── TEXTE PROPOSÉ

L’arrivée de Macron a correspondu au “déploiement des ailes” de la présidence Trump comme une sorte d’entité capable de semer le désordre dans ce qui semblait aux esprits simples et adeptes des rangements une ligne fondamentale et immuable d’affirmation de l’hégémonie US, et de la vassalisation des autres pays du bloc-BAO, l’Europe principalement, directement sous la forme de l’appartenance à l’OTAN, indirectement sous la forme de l’UE. Nous avons systématiquement combattu la thèse soutenant cette schématisation-là depuis 2008-2010, depuis précisément la constitution de ce que nous nommons “bloc-BAO” qui pérennise notre conception.

Un simple passage qui vient du dde.crisis du 10 juin 2012 (voir le 12 juin 2012), repris dans le Glossaire.dde du 12 décembre 2012, résume cette conception. Compte tenu de la personnalité et de la position de Trump, cette conception implique  non seulement la possibilité mais l’inéluctabilité des foucades, mésententes, tractations boiteuses et querelles feutrées auxquelles on assiste, notamment pour le cas qui nous occupe présentement, notamment entre la France (Macron), l’Allemagne (Merkel), les USA (Trump), et avec la Russie (Poutine) en “spectateur-acteur” :

« Désormais, tous les pays du bloc BAO au travers de leurs élites et des psychologies terrorisées de ces élites, se perçoivent égalitairement, c’est-à-dire essentiellement libérés des liens de domination et de sujétion entre les USA et les autres... Cela ne signifie nullement la fin de la corruption et de l’influence US, comme par le passé, mais, contrairement au passé, cette corruption et cette influence s’exerçant à l’avantage de tous et apparaissant de plus en plus invertébrées, de moins en moins spécifiques. De même observe-t-on une homogénéisation des conceptions et des politiques, simplement par disparition de la substance au profit de l’apparence et de l’image. On serait conduit à observer qu’il s’agit là de ce fameux phénomène d’entropisation, qui est le but poursuivi par le Système ; but au moins atteint avec les psychologies de ces élites, mais de plus en plus sûrement d’une façon contre-productive... »

────
── DONNÉES EXTRAITES

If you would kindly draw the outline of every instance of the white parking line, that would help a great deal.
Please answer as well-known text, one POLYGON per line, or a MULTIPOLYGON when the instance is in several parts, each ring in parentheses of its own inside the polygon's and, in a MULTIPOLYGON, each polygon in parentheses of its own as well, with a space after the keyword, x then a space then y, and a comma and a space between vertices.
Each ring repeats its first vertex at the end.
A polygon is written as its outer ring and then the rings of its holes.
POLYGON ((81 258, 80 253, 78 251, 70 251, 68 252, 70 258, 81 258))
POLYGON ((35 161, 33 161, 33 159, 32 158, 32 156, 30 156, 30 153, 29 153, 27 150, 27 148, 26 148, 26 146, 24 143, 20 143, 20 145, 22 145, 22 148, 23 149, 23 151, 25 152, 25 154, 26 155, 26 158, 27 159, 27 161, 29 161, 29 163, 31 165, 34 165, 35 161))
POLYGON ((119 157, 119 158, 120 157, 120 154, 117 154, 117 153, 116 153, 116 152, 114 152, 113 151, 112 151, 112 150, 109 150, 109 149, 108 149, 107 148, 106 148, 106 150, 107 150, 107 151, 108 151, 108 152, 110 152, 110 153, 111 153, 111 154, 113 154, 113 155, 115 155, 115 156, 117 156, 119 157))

────

◆ PROBLÈMES À RÉSOUDRE
• A. Répondez aux questions suivantes d'après le texte sur le bloc-BAO.
(i) Depuis quelles années la thèse de la vassalisation des pays du bloc-BAO y est-elle combattue ?
(ii) Quel rôle y est attribué à la Russie (Poutine) ?
(iii) Dans la citation, quel phénomène est présenté comme le but poursuivi par le Système ?
• B. Reprenez le texte sur le bloc-BAO là où il s'arrête et poursuivez-le.

◆ CORRIGÉ DES EXERCICES
• A.
(i) Depuis 2008-2010.
(ii) Celui de « spectateur-acteur ».
(iii) Le phénomène d'entropisation.

• B.
Cette relativisation des positions et cette fragilité des pseudo-hiérarchies expliquent pour une bonne part qu’après l’arrivée de Trump, disons après les trois-quatre premiers de sa présidence qui ont montré que cette installation n’interrompait ni la guerre civile interne, ni le haine entre les factions aux USA, de nouvelles positions d’ailleurs incertaines et en aucun cas fixées sont apparues. De ce point de vue, l’arrivée de Macron s’est faite selon une étonnante mécanique d’enchaînement : un nouveau président français qui prend des positions spécifiques et remarquables en matière de politique étrangère. “Ce n’est que de la communication”, dit-on aussitôt, ce qui est parfaitement vrai et conduit aussitôt à l’inévitable question : “Et alors ?”. Aujourd’hui, et certainement pour ce qui concerne le bloc-BAO, particulièrement pour les relations des pays le composant, 90% des politiques, des “actes politiques” des dirigeants sont d’abord de pure communication et, à ce niveau, provoquent autant d’effets que s’ils étaient des actes effectifs. Ce n’est certainement pas Trump qui nous démentira, lui qui parvient à faire tirer des missiles de croisière contre la Syrie dans des conditions invraisemblables pour la cause, et qui, malgré ce que cet acte a de concret, parvient à rester dans le domaine de la communication. Cela conduit à conclure que, “certainement pour ce qui concerne le bloc-BAO, particulièrement pour les relations des pays le composant”, la communication suffit effectivement à “faire” la politique dans 90% et plus des cas.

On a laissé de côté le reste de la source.